DIRECTIONS:
Please locate every line in the items below that contains the string "sleeve" and copy each one out. Case counts.

MATERIAL PROVIDED:

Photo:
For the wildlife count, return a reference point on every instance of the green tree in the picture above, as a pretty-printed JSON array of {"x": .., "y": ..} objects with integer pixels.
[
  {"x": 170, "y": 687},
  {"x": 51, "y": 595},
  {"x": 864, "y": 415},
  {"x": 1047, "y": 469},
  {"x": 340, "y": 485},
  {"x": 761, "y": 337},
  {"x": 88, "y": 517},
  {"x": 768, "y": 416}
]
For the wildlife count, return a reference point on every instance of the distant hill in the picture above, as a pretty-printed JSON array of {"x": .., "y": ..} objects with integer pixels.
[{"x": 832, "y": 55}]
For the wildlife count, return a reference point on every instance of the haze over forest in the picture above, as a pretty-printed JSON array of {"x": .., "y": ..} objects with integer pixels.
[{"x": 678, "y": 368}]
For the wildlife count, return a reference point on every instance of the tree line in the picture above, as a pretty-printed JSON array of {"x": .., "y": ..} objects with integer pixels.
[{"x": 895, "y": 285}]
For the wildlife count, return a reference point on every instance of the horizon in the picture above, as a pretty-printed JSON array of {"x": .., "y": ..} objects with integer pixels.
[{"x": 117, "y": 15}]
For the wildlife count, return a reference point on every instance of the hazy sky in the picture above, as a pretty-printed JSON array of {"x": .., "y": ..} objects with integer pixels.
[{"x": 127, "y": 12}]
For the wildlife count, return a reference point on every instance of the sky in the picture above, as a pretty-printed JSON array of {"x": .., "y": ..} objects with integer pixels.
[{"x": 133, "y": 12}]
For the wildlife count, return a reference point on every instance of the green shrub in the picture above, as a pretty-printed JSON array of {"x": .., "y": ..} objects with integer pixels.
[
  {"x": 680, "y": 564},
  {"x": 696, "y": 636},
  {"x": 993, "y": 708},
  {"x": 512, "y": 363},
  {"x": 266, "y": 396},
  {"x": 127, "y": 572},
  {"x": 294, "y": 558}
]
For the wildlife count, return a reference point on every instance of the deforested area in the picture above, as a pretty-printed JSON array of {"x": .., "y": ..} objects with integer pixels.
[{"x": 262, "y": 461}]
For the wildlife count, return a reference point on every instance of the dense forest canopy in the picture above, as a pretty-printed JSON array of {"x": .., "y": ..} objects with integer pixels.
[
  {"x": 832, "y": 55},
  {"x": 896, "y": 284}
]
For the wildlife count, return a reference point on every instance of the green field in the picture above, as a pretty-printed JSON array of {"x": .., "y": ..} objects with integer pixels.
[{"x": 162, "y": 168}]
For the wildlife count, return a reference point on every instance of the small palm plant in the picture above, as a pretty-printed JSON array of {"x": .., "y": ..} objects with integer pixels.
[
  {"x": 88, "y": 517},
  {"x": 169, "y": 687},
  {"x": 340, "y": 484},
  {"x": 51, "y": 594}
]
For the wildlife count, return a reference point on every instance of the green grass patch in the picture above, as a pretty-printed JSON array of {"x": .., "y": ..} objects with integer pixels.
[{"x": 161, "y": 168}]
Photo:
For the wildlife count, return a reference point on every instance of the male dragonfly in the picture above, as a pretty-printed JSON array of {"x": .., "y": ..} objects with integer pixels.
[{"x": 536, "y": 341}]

==

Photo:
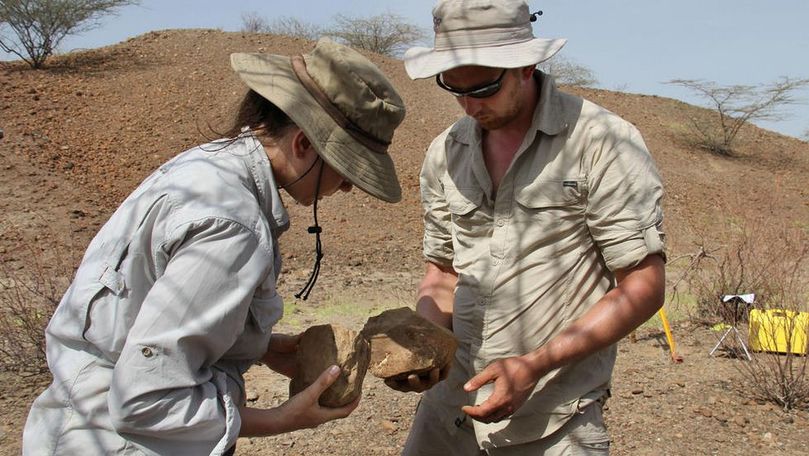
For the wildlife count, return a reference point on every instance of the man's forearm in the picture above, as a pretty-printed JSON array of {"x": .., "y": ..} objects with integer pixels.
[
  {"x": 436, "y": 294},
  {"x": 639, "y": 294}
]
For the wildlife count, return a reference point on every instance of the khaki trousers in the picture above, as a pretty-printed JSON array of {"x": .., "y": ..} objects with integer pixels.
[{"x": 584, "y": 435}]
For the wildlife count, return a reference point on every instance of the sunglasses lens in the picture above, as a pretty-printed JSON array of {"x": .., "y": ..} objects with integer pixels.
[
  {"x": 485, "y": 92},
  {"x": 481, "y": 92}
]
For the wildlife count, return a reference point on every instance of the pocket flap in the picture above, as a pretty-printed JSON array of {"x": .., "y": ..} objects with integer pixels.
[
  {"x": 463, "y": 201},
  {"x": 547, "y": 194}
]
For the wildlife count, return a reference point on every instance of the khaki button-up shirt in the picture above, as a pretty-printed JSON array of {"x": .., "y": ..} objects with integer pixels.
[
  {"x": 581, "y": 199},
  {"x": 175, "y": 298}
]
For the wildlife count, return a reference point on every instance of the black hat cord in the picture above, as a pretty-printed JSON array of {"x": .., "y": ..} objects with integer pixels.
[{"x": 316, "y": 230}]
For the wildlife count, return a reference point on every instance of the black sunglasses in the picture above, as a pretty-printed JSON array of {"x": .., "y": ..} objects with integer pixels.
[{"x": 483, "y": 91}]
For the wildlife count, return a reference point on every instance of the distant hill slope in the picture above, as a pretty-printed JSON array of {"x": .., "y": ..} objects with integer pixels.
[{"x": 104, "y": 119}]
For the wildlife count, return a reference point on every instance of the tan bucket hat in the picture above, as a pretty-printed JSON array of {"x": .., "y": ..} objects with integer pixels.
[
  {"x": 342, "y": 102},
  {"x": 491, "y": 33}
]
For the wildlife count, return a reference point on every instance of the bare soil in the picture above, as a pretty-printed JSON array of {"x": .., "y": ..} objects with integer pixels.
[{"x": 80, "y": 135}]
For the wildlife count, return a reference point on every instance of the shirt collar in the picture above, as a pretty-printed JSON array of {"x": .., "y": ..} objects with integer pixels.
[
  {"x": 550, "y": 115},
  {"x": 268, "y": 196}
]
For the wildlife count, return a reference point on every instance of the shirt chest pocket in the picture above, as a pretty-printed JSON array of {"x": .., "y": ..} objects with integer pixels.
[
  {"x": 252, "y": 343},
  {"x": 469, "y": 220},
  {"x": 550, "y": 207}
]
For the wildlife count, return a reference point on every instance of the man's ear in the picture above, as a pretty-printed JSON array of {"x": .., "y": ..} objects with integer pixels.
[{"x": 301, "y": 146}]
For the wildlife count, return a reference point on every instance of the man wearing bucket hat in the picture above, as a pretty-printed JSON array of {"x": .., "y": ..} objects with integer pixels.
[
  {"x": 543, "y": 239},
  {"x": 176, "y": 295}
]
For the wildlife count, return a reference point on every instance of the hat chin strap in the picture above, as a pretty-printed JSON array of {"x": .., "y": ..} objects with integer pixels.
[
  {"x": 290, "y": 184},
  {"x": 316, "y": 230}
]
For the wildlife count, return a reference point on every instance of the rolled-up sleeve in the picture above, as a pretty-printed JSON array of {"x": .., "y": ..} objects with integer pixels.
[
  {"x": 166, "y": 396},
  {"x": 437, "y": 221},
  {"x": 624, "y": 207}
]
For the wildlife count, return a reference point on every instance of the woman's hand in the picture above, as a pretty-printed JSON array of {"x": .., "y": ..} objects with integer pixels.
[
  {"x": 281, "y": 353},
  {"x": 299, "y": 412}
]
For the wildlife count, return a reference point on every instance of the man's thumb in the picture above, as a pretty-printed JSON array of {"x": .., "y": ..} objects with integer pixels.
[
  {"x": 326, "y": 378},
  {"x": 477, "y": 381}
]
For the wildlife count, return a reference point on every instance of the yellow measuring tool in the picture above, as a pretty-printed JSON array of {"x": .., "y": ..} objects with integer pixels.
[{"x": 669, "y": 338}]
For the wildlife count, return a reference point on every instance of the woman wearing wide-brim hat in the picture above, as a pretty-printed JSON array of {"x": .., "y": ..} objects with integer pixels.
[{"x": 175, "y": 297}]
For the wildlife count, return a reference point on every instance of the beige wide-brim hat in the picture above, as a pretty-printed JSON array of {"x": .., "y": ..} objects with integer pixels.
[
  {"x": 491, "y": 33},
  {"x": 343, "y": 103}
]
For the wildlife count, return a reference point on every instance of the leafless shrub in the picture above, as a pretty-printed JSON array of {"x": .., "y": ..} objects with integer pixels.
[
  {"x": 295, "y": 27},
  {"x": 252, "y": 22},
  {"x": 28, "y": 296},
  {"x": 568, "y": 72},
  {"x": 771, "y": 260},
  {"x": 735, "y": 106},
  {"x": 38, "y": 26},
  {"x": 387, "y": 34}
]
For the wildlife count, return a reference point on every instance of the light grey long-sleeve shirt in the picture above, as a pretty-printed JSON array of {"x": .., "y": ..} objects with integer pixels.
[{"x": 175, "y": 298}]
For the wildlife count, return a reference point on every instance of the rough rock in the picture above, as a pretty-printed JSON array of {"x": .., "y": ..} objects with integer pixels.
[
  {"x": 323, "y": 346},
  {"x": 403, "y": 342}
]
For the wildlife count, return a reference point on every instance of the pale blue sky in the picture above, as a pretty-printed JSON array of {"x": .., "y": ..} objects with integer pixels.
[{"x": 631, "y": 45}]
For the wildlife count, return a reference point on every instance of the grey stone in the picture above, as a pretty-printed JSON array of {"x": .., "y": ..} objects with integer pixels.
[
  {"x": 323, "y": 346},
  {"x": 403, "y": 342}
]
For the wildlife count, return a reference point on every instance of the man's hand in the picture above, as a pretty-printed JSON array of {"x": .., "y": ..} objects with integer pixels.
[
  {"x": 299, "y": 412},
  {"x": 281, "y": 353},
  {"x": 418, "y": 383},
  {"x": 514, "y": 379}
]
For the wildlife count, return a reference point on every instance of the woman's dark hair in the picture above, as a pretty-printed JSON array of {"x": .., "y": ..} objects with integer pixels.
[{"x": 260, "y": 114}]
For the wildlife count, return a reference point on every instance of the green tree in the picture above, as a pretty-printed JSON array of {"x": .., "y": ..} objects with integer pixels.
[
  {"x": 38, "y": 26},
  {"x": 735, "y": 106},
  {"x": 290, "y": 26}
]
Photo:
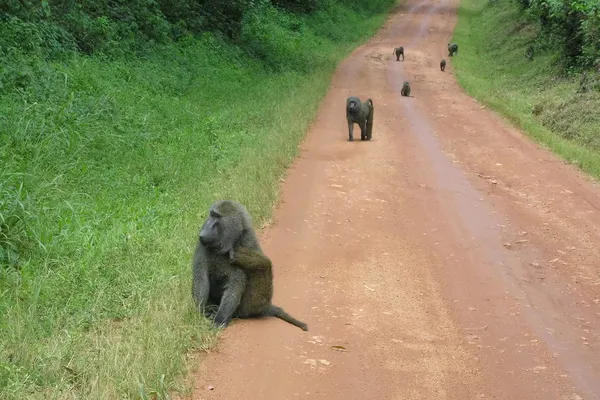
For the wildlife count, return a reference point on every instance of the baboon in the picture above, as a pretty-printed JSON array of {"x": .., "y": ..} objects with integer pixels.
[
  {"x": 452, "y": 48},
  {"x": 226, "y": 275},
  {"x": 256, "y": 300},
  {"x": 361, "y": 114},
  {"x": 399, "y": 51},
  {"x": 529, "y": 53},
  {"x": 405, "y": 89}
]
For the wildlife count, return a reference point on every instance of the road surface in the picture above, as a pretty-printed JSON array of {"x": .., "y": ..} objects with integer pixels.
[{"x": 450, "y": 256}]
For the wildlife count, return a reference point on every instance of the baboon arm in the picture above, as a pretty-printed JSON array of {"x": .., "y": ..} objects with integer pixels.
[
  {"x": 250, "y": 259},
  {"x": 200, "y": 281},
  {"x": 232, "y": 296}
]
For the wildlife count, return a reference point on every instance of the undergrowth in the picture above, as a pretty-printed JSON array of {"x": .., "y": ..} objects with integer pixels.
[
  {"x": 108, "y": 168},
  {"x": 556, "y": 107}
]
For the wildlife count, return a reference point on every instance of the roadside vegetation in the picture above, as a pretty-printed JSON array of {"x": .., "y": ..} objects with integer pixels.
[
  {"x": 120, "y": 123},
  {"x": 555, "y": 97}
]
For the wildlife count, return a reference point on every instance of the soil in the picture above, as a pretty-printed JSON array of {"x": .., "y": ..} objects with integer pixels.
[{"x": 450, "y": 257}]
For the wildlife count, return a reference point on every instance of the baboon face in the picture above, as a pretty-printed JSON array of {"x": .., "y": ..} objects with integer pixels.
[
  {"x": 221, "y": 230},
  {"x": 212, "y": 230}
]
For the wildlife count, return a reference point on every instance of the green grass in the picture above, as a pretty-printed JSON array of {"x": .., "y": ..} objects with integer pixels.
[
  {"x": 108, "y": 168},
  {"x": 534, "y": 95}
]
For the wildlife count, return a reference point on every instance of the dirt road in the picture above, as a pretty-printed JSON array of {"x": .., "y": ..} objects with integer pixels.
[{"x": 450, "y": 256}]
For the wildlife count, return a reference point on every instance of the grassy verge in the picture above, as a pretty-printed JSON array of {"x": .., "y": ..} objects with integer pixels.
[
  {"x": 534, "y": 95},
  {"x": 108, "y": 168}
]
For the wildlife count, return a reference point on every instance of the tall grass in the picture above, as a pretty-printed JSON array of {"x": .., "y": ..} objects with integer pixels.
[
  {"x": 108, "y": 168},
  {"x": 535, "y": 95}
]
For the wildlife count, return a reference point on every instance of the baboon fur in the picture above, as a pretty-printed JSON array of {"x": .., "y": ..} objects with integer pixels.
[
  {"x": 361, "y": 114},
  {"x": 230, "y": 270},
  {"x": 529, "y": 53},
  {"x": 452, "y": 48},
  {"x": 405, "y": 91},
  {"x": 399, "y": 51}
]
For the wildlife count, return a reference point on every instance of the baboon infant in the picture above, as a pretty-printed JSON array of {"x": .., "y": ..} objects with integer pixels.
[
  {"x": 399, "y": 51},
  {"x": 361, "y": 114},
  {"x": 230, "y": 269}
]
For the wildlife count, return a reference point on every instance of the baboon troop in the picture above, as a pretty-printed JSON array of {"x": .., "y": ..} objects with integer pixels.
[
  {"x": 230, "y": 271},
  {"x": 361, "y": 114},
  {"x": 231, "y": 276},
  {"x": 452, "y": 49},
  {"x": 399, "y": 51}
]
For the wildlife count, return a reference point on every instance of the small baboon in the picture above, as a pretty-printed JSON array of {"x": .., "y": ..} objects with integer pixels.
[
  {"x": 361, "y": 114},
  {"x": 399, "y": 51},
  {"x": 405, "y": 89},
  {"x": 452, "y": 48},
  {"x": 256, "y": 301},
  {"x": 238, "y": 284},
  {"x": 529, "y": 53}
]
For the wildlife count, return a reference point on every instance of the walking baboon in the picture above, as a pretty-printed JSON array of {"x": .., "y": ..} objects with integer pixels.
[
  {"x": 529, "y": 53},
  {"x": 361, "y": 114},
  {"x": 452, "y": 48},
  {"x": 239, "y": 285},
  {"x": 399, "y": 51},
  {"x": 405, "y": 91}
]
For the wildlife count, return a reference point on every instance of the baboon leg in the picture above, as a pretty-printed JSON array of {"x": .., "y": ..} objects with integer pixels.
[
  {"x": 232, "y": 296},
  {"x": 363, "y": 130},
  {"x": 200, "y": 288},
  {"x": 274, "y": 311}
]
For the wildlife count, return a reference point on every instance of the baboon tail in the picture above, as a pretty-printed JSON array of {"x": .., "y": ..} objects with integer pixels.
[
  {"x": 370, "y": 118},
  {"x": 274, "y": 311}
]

RESULT:
For the wildlife count, return a reference point on every instance of the rolled-up sleeve in the picture above, as a pretty-printed JSON array of {"x": .., "y": ..} objects with integer pixels.
For the wildlife count, return a reference point on every instance of the light grey long-sleeve shirt in the picture above, as a pretty-printed JSON array of {"x": .., "y": ..} objects with integer pixels.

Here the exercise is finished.